**Text provided:**
= = = = =
Teens Are Rarely Hospitalized With COVID, but Cases Can Be Severe

click to enlarge Teens Are Rarely Hospitalized With COVID, but Cases Can Be Severe
Christopher Capozziello/The New York Times
Elias Israelsen, 12, receives their first COVID-19 vaccine on Thursday, May 13, 2021, at Community Health Center, Inc., in East Hartford, Conn. Immunity to the coronavirus lasts at least a year, possibly a lifetime, improving over time especially after vaccination, according to two new studies.

By Apoorva Mandavilli
The New York Times

Since the start of the pandemic, very few adolescents have become ill enough with COVID-19 to be hospitalized. But of those who did, about one-third were admitted to intensive care units, and 5% required ventilators, the Centers for Disease Control and Prevention reported Friday.
= = = = =
**Data section:**
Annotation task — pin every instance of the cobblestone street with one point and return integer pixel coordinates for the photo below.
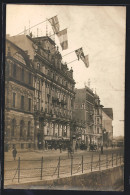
(32, 168)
= = = = =
Carry the article on teen COVID-19 hospitalizations forward from its last sentence, in the same news style.

These findings underscore the importance of vaccinating children against the coronavirus, experts said. “Much of this suffering can be prevented,” Dr. Rochelle Walensky, the CDC director, said in a statement. “Vaccination is our way out of this pandemic.”

The data also run counter to claims that influenza is more threatening to children than COVID-19, an argument that has been used to reopen schools and to question the value of coronavirus vaccines for children.

The number of hospitalizations related to COVID-19 among adolescents in the United States was about three times as high as hospitalizations linked to influenza over three recent flu seasons, the study found.

“There’s a very strong case to be made for preventing a disease that causes hospitalizations and deaths, not to mention contributing to community transmission,” said Dr. Yvonne Maldonado, chair of the committee on infectious diseases at the American Academy of Pediatrics.

Children have a much lower likelihood overall of becoming severely ill or dying from COVID-19, compared with adults, but the risks are thought to increase with age. According to the most recent data collected by the academy, nearly 4 million children have tested positive for the coronavirus since the pandemic began, compared with about 30 million cases among adults.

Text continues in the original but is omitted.